# Data records
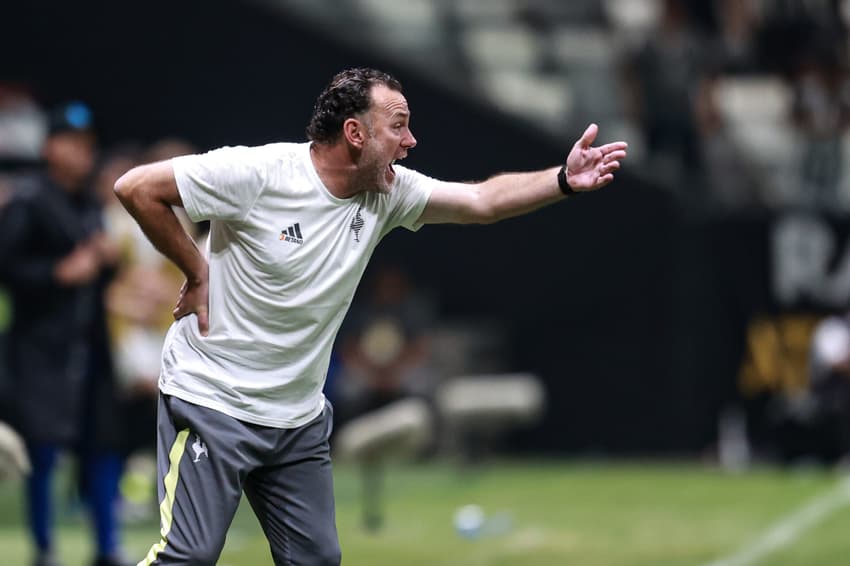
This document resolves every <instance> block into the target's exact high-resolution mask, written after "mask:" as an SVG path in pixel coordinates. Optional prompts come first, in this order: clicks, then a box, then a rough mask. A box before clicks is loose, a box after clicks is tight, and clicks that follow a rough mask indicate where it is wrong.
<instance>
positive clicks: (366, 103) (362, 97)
mask: <svg viewBox="0 0 850 566" xmlns="http://www.w3.org/2000/svg"><path fill="white" fill-rule="evenodd" d="M381 84H382V85H386V86H387V87H389V88H391V89H392V90H397V91H398V92H401V83H400V82H398V80H397V79H396V78H395V77H393V76H392V75H390V74H388V73H384V72H383V71H378V70H376V69H369V68H365V67H361V68H357V69H346V70H344V71H341V72H339V73H337V74H336V75H334V77H333V78H332V79H331V82H330V83H328V86H327V87H325V90H323V91H322V93H321V94H320V95H319V97H318V98H317V99H316V104H315V105H314V106H313V116H312V117H311V118H310V124H309V125H308V126H307V137H308V138H309V139H310V140H312V141H314V142H317V143H333V142H334V141H336V140H337V139H338V138H339V135H340V134H341V133H342V124H343V123H344V122H345V121H346V120H347V119H348V118H352V117H354V116H357V115H358V114H361V113H363V112H365V111H366V110H368V109H369V106H370V105H371V104H372V97H371V91H372V87H373V86H375V85H381Z"/></svg>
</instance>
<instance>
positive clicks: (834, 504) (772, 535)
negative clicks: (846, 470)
mask: <svg viewBox="0 0 850 566" xmlns="http://www.w3.org/2000/svg"><path fill="white" fill-rule="evenodd" d="M845 505H850V476H848V477H846V478H844V479H843V480H841V481H840V482H839V483H838V485H837V486H835V487H834V488H833V489H831V490H829V491H828V492H827V493H824V494H822V495H819V496H817V497H815V498H814V499H812V500H811V501H810V502H808V503H807V504H806V505H805V506H803V507H801V508H800V509H798V510H797V511H795V512H794V513H792V514H790V515H788V516H787V517H784V518H783V519H782V520H780V521H779V522H778V523H776V524H775V525H773V526H772V527H771V528H770V529H769V530H768V531H767V532H765V533H764V534H763V535H761V536H760V537H759V538H757V539H756V540H754V541H753V542H752V543H750V544H748V545H747V546H744V547H743V548H741V549H740V550H739V551H738V552H736V553H734V554H732V555H730V556H727V557H725V558H721V559H719V560H715V561H714V562H710V563H708V564H706V566H752V565H753V564H756V563H757V562H758V561H759V560H761V559H762V558H764V557H765V556H767V555H768V554H771V553H773V552H776V551H777V550H779V549H780V548H783V547H785V546H788V545H789V544H791V543H793V542H794V541H796V540H797V539H798V538H800V535H802V534H803V533H804V532H806V531H807V530H808V529H810V528H812V527H813V526H815V525H816V524H817V523H819V522H820V521H822V520H823V519H825V518H826V517H828V516H829V515H832V514H833V513H835V512H836V511H838V510H839V509H840V508H841V507H844V506H845Z"/></svg>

# What you are asked to do
When the entries above show the word "instance" in a line, copy that line out.

# Result of this task
This document resolves every <instance> block into the target's exact high-resolution mask, written after "mask:" as an SVG path in pixel coordinates. Optional prompts come first, in this order: clicks, then a box, then a rough mask. A box before clicks is loose, a box after clicks is tight, and clicks that follow a rough mask indicate where it is wrong.
<instance>
</instance>
<instance>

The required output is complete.